[Fragmento de lectura]
::::::::
A lo lejos, desde la mesa más distante, sin el típico “Borsalino” que hicieran famosos mis héroes del Chicago años 20, un rostro, nada parecido al de caracortada, el famoso gánster, pidió una taza grande de café… con hielo. Al más puro estilo de Al Pacino, con la mirada aviesa del perro de Los Simpson, mas por hacerse el interesante que por vigilar la presencia de la autoridad, el camarero se acercó a la mesa, y aproximándose al oído del cliente, preguntó si lo de siempre. La mirada cómplice y sonriente confirmó las sospechas, y en menos de un minuto, una enorme taza reposaba su culo en la mesa.
Tras el primer sorbo, los demás secuaces confirmaron la opción, y cuando apenas habían dado las seis y media de la tarde, cinco tazas, a la cola, de café Dominicano se hacían las protagonistas de la tarde, junto a un buen café de malta, que sin hielo, hacía compañía a un enorme vaso de agua marca Gingriffi con limón.
::::::::
[Material del ejercicio]

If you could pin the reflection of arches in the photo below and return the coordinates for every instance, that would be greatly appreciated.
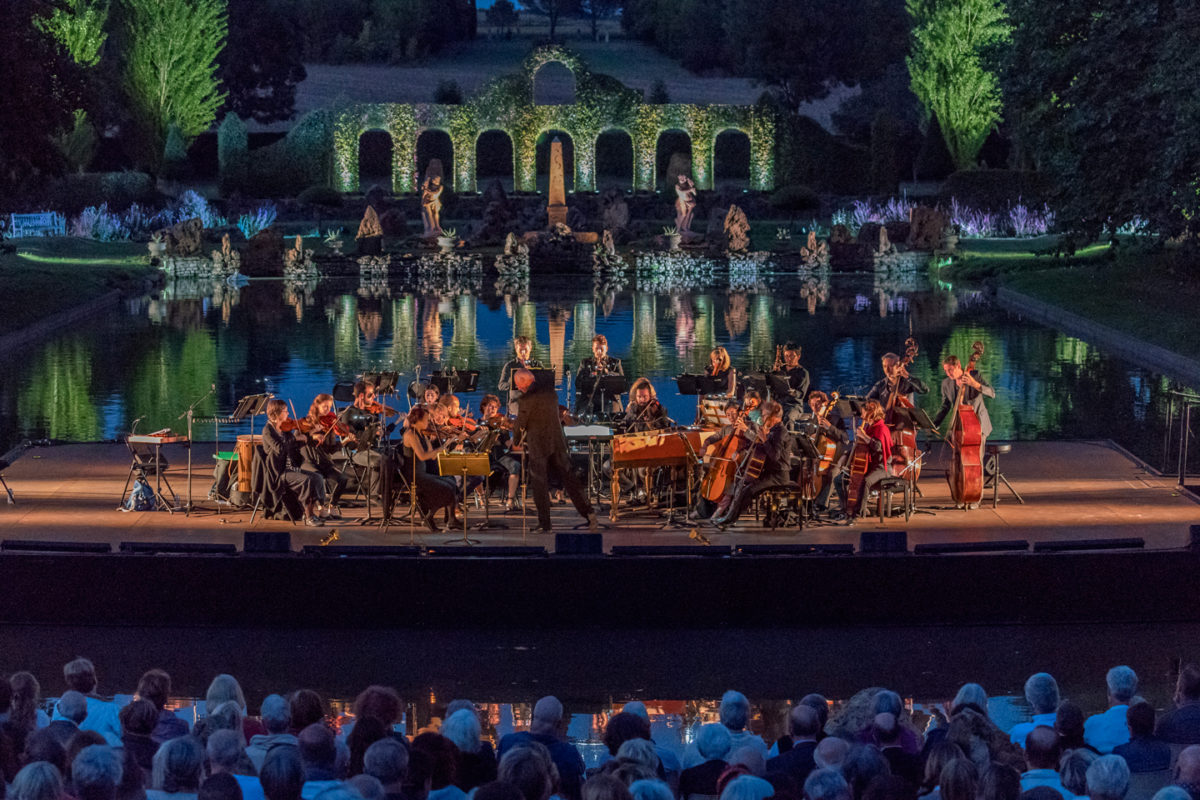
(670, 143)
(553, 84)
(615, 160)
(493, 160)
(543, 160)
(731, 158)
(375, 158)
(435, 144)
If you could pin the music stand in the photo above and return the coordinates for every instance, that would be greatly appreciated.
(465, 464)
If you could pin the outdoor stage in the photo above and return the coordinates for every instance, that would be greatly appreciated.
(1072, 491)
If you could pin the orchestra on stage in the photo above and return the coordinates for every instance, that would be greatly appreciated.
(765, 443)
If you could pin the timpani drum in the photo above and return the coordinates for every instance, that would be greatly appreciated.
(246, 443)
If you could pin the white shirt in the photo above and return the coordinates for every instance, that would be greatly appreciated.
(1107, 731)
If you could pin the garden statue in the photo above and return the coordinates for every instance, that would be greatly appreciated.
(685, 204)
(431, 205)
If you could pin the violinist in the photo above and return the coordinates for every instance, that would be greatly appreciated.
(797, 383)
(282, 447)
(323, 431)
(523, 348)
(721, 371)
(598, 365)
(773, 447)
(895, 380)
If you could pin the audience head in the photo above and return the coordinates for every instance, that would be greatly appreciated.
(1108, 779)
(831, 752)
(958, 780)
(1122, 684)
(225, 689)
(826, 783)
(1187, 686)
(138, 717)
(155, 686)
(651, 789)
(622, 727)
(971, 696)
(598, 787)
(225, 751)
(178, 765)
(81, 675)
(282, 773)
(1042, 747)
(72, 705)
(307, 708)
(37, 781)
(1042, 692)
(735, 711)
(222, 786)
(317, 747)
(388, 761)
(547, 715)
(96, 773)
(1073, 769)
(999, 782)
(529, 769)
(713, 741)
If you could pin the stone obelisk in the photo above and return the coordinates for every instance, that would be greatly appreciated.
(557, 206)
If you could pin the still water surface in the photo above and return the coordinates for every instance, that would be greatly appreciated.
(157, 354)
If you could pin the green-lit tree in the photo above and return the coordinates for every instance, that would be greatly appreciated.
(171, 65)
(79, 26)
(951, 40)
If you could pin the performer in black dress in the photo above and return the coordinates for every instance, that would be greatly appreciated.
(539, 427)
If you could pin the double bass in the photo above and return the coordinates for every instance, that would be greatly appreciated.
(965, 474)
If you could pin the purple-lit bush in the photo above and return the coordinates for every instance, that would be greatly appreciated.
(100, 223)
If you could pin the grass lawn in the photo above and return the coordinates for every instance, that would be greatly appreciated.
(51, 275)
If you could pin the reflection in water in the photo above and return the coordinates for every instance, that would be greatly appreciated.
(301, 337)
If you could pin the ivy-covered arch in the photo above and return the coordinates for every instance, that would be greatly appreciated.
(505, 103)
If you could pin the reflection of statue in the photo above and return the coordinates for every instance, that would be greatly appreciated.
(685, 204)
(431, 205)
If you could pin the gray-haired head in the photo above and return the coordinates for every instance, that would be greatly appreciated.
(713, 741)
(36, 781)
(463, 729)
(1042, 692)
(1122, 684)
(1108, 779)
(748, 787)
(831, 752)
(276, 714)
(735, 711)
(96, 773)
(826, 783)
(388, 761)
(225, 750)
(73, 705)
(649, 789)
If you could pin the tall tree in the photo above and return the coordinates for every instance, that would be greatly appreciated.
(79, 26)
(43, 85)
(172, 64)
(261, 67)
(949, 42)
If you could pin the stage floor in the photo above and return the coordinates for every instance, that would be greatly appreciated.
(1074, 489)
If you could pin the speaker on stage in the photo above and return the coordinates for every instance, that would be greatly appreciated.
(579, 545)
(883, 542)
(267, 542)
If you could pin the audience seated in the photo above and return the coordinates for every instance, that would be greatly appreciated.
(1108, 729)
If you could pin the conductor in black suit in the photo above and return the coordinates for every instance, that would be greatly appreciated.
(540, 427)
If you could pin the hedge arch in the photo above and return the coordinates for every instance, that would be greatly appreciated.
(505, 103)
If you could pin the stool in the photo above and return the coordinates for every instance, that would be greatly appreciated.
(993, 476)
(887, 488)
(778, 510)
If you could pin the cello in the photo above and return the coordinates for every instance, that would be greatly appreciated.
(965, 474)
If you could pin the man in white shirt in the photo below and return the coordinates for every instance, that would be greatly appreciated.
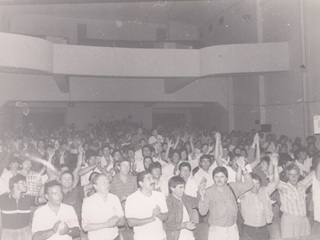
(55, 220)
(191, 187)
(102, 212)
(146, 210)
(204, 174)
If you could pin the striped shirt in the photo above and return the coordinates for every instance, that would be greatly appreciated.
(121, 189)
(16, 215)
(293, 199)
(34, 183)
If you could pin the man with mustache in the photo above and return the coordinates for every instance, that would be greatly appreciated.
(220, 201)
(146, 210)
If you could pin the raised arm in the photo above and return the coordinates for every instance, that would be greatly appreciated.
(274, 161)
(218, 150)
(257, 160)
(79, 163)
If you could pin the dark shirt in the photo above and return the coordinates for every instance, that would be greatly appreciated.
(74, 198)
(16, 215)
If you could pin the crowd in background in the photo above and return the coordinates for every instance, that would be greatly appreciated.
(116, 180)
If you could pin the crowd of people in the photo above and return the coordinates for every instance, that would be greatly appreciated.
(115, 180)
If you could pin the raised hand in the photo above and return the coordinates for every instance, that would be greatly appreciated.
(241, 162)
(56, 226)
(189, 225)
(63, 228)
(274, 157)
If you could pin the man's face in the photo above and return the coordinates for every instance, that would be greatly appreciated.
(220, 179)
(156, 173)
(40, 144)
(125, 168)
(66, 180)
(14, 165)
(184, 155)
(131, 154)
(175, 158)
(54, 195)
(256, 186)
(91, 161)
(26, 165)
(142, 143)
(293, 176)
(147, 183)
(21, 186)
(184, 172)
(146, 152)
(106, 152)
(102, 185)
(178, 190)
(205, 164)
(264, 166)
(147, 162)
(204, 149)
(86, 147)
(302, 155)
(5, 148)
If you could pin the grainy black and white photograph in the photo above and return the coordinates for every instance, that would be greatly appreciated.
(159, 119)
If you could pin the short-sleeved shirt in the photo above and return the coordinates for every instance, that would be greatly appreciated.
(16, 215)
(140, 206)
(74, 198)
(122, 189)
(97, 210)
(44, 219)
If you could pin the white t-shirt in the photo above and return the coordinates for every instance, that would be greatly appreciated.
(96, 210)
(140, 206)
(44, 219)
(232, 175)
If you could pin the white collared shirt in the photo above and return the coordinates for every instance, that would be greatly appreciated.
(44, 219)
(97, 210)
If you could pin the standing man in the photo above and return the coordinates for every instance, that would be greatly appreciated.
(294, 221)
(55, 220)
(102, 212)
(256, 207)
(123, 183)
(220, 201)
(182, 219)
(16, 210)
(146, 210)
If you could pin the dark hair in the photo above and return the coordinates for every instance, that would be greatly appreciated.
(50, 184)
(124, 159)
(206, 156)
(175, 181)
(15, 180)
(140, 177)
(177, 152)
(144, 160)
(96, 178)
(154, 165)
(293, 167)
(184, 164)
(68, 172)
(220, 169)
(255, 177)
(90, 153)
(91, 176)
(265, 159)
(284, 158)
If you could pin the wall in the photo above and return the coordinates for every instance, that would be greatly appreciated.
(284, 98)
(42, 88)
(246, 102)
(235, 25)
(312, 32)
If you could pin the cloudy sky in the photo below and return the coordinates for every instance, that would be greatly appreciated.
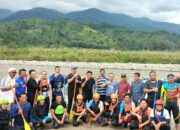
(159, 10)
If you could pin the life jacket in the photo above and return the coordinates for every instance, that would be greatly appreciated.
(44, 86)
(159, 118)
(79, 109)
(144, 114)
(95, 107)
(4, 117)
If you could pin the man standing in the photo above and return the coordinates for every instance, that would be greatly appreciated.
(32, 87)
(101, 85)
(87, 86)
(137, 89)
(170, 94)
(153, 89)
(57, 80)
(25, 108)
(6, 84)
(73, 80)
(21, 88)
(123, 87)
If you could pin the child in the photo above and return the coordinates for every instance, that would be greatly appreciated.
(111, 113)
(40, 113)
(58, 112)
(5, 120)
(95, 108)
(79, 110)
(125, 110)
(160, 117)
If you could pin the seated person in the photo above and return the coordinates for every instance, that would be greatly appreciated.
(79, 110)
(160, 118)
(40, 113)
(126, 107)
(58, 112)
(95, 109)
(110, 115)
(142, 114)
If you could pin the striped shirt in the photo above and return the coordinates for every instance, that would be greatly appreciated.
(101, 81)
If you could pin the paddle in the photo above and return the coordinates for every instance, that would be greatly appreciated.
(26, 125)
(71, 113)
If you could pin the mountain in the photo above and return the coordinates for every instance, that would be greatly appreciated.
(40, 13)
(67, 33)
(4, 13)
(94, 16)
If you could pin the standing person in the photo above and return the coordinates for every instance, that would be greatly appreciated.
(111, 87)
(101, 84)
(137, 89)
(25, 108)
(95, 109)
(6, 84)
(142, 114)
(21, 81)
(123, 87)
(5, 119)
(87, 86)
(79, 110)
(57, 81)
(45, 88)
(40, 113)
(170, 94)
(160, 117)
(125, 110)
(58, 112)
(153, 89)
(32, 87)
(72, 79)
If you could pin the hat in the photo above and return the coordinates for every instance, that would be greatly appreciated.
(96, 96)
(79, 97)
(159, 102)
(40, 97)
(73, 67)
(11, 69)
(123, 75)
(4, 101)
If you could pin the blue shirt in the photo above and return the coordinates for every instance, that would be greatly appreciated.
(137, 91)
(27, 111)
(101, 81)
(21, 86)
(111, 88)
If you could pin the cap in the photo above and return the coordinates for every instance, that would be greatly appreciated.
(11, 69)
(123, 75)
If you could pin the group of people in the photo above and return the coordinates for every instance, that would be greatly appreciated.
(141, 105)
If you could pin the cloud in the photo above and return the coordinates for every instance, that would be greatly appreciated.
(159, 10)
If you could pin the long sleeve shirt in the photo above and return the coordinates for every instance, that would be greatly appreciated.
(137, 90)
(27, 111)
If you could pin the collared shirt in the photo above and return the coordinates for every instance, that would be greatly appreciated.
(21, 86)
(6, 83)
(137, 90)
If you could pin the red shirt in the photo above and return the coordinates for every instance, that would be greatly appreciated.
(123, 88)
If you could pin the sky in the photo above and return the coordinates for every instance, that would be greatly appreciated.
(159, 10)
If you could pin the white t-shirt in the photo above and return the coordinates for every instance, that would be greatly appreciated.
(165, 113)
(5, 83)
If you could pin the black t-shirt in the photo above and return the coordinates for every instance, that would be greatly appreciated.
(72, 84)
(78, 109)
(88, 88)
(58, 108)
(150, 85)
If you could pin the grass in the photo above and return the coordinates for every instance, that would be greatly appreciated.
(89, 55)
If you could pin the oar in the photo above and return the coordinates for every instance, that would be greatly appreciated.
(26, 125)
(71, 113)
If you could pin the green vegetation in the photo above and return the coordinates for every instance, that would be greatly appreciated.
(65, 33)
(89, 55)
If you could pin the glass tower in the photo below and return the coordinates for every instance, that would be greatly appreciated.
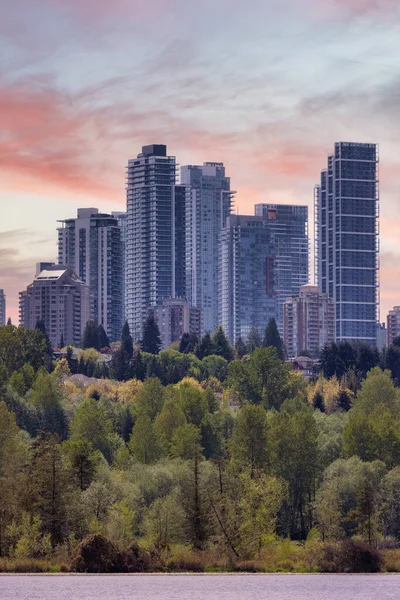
::::::::
[Tareas pendientes]
- 1) Identifica y copia cada línea del listado que contenga la cadena "audience", teniendo en cuenta mayúsculas y minúsculas.
- 2) Escribe la continuación del relato del café a partir de su última frase.
El relato del café y el listado provienen de fuentes distintas.

[Resultados esperados]
- 1)
If you could pin the audience head in the photo above and return the coordinates for every instance, that would be greatly appreciated.
If you could pin the audience seated in the photo above and return the coordinates for every instance, that would be greatly appreciated.

- 2)
Todo ello demostraba que en España; Quevedo, Cervantes o Calderón estaban siempre presentes, porque en menos de cinco minutos el ingenio español, fiel heredero de los esos grandes pícaros de la edad de oro, y la permisividad gubernamental de mantenerse abiertos, pero sin servir alcohol, no eran obstáculo para una sociedad como la nuestra.
Mi querida España, esta España mía, esta España nuestra, la de largas siestas y vivir traviesa… dónde están tus ojos, donde están tus manos… ¿Dónde tu cabeza…?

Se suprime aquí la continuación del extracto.